BRIEF → From the material below, copy every line that includes the string "client", treating uppercase and lowercase letters as different.

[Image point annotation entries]
□ □ □ □

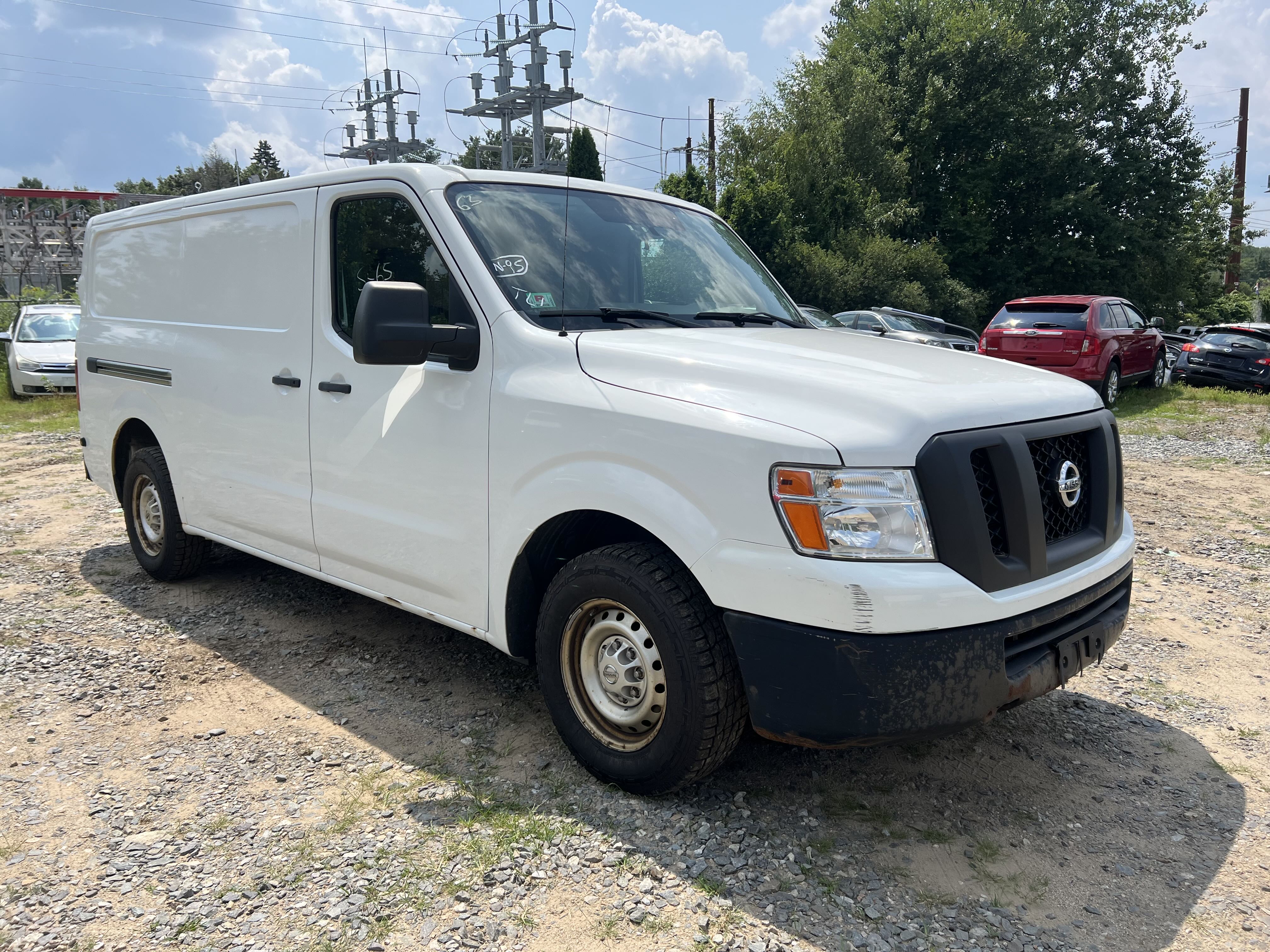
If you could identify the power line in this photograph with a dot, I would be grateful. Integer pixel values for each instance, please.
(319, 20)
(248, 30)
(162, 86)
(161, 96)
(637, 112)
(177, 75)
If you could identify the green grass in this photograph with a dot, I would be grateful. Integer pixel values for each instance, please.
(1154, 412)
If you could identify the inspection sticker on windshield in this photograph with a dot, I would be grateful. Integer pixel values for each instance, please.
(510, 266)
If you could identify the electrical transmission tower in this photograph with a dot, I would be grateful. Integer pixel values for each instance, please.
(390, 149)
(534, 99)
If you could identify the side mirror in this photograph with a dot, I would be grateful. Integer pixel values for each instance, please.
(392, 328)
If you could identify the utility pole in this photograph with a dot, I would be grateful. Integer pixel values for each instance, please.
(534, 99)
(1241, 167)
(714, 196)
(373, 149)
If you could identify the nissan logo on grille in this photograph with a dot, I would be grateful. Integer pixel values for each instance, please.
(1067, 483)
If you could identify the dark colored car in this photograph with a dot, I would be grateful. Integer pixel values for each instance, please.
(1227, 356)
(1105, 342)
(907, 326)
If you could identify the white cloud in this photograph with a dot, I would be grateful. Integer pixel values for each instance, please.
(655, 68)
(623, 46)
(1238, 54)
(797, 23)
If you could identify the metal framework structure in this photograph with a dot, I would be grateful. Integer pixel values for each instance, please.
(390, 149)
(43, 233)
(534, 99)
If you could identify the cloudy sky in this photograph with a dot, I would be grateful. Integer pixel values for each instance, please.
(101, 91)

□ □ □ □

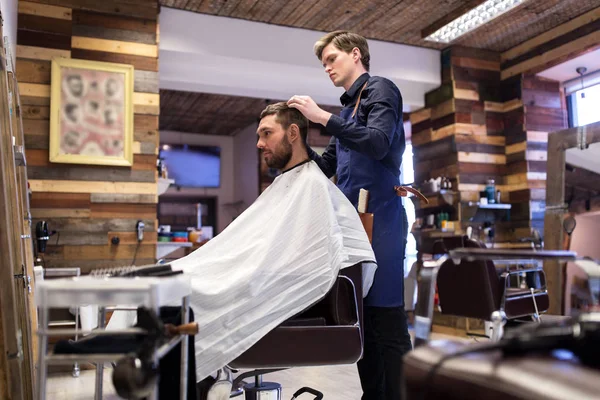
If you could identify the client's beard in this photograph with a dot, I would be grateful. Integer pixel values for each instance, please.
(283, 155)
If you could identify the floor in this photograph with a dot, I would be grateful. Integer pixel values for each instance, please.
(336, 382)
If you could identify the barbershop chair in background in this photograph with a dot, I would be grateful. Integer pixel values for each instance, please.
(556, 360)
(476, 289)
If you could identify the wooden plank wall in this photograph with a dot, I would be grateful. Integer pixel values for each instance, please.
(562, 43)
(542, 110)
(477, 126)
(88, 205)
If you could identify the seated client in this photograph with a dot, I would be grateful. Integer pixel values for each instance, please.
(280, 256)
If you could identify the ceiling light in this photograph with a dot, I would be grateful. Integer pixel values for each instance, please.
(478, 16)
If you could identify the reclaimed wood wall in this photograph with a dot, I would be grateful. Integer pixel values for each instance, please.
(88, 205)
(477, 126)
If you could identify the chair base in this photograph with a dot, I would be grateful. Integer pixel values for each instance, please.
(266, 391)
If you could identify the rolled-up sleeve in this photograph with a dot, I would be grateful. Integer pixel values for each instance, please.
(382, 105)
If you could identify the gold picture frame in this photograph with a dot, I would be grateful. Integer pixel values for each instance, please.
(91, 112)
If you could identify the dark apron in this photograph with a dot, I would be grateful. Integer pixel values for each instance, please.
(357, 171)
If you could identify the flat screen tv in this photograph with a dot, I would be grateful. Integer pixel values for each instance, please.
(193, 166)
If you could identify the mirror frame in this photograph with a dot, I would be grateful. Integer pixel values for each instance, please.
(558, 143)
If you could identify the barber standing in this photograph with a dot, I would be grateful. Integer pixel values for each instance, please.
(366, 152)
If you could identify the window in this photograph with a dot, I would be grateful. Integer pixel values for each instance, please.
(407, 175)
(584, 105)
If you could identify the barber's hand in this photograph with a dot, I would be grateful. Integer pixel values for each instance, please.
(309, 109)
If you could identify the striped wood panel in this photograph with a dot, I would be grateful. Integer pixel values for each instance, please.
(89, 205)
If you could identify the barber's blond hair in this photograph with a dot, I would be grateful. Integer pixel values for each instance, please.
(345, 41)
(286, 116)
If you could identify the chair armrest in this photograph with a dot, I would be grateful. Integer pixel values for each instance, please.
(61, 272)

□ □ □ □

EXERCISE OUTPUT →
If you could identify the client's beard in this photograph with a dot, I would be grateful. Integer pixel values for each instance, please.
If you could identify the seated client in this photograph with a dot, I would be grateful. Integer pixel values for each instance, please.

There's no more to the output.